### [ZU ERLEDIGENDE AUFGABE]
Benennen Sie in allen Datensätzen „marker“ in „point“ um und geben Sie die Zeilen ansonsten unverändert wieder.

### [Zeilen aus einem Datensatz zur Punktmarkierung]
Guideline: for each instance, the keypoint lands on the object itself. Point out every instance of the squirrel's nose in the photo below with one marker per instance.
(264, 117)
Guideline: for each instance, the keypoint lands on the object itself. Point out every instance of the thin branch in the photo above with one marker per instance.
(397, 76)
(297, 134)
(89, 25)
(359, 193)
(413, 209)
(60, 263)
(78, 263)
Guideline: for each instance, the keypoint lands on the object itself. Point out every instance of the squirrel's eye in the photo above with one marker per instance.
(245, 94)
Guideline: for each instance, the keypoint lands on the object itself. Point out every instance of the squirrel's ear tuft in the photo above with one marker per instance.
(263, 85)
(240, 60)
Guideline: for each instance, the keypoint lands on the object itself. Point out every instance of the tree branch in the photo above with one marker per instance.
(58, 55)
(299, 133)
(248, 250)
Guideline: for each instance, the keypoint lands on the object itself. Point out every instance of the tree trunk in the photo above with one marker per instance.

### [ERGEBNIS DER AUFGABE]
Guideline: for each instance, the keypoint lands on the object itself. Point out every instance of the squirrel's nose in the photo below with one point per instance.
(264, 117)
Guideline: for each instance, the keypoint lands on the object itself. Point out every instance of the thin branch in the photo above with one point per instance.
(397, 76)
(297, 134)
(89, 25)
(359, 193)
(413, 209)
(60, 263)
(78, 263)
Guideline: for each instance, the keypoint lands on the object itself. Point out every instance of the squirrel's eye in the photo above with one point per instance.
(245, 94)
Guideline: for each instance, the keypoint lands on the object itself. Point out every instance of the squirrel's ear tuft in the photo above with one point per instance.
(263, 85)
(240, 60)
Guideline: for each instance, the keypoint lands on the object itself. Point out every instance of the tree branch in the photo above with one point per instance.
(58, 55)
(299, 133)
(248, 250)
Guideline: for each instance, the keypoint lands on the object itself. Point out every instance of the tree trunk in the photo above with one point per instance.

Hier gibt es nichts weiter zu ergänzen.